• **Task details**:
Can you pull out each line of the data below that includes the word "dead"?

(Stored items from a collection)
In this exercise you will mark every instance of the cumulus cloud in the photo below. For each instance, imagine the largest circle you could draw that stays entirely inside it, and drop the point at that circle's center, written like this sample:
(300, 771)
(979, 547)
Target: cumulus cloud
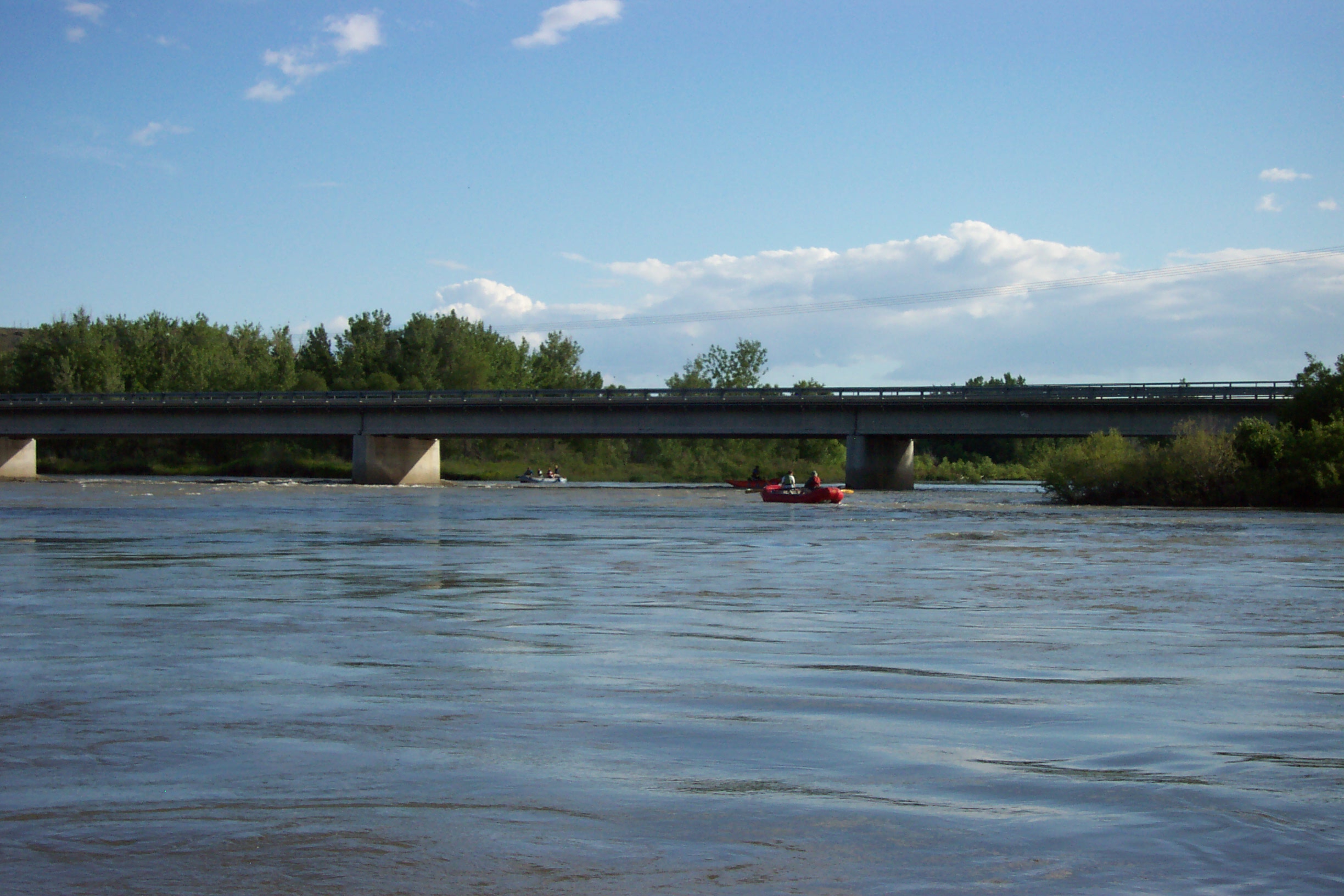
(559, 20)
(1231, 324)
(354, 34)
(1283, 175)
(1269, 202)
(151, 133)
(484, 299)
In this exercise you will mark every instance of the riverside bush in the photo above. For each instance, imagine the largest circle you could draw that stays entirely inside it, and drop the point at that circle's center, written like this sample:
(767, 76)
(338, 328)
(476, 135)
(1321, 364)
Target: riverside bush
(1298, 462)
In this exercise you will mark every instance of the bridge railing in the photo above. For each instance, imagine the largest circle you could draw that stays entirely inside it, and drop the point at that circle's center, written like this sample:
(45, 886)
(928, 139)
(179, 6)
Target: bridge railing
(1199, 393)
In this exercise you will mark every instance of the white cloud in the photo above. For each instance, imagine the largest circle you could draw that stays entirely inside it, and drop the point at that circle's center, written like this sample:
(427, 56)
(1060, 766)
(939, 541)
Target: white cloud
(268, 92)
(295, 64)
(559, 20)
(1237, 324)
(149, 135)
(354, 34)
(91, 11)
(481, 299)
(1283, 173)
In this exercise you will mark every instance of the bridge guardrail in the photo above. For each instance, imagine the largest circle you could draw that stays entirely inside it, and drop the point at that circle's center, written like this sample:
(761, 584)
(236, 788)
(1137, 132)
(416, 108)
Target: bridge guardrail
(1240, 391)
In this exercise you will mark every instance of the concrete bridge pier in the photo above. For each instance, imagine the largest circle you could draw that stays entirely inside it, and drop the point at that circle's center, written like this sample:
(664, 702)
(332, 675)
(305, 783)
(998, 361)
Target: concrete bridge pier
(391, 460)
(880, 464)
(18, 458)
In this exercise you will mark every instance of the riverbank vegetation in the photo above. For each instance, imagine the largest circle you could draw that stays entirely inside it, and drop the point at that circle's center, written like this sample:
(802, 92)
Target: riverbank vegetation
(1300, 461)
(1297, 462)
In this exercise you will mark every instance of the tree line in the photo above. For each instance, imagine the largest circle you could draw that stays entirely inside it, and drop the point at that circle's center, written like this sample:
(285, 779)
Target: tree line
(160, 354)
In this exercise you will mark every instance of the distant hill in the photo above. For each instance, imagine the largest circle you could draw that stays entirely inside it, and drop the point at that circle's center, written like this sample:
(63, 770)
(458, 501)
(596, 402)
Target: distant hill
(10, 338)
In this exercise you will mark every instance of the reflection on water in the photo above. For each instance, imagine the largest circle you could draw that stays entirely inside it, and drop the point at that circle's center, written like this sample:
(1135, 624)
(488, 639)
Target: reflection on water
(319, 688)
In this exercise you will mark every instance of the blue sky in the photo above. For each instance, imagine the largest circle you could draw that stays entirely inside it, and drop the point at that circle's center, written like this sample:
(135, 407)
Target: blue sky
(295, 163)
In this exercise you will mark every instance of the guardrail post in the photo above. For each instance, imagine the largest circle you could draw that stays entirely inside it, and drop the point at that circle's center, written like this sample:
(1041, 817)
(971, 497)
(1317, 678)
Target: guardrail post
(18, 458)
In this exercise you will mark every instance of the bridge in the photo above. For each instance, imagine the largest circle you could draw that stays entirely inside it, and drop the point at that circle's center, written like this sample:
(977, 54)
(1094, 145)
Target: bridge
(395, 434)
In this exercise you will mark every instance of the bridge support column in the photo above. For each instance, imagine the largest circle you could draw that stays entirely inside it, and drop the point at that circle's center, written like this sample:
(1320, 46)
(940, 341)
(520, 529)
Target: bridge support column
(18, 458)
(880, 464)
(390, 460)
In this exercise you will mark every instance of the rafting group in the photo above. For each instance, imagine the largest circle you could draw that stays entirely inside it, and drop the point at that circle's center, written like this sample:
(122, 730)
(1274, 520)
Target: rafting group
(550, 476)
(787, 489)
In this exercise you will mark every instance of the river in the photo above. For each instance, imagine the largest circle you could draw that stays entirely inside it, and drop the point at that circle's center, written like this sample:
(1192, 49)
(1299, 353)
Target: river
(275, 687)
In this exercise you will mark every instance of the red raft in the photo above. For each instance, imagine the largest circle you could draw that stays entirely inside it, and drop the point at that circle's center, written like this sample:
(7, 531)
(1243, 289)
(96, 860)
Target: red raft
(752, 484)
(821, 495)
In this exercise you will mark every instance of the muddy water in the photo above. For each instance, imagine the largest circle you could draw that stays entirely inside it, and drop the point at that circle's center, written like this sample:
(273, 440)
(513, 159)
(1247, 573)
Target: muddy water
(304, 688)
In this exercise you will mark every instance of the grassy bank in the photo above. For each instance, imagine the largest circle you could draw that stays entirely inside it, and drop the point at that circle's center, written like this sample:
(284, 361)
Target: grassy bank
(1296, 462)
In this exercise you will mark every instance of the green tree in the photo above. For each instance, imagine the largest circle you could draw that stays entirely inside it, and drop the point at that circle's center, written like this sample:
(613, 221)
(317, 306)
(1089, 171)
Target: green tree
(1007, 379)
(316, 363)
(556, 365)
(1319, 395)
(721, 368)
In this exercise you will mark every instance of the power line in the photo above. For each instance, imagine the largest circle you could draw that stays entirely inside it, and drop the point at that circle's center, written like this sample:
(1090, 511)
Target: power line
(941, 296)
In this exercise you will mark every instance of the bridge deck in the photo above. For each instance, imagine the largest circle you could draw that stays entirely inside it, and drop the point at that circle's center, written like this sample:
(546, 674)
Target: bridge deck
(1135, 409)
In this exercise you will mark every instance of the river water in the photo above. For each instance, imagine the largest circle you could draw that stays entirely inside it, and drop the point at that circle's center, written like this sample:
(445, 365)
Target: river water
(323, 688)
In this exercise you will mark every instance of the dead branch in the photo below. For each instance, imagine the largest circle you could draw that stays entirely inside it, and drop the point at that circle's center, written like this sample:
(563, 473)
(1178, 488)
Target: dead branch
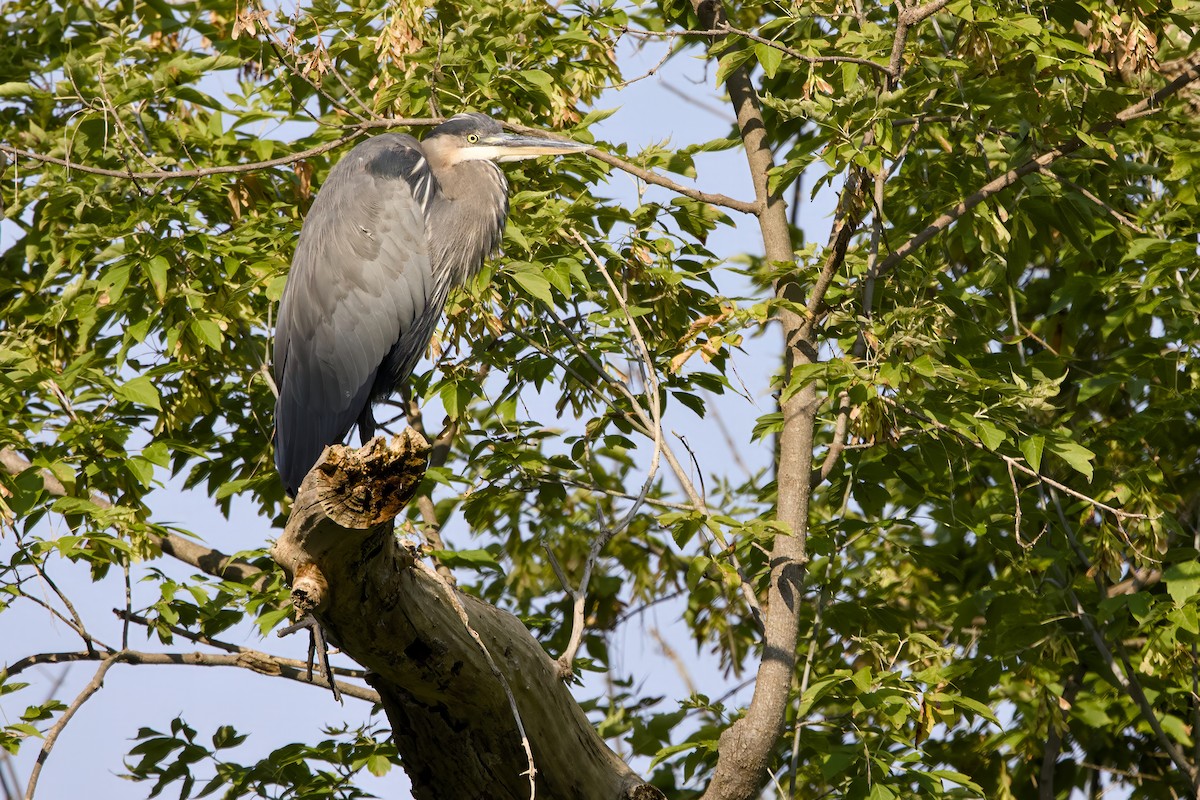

• **Reply**:
In this exercise you will mark every instance of the dead branch in the photo below. For each instance, imagine the largest circle you could draw that stays entirely inside it, and drop the point at that circle's center, written like this sample:
Target: dead branch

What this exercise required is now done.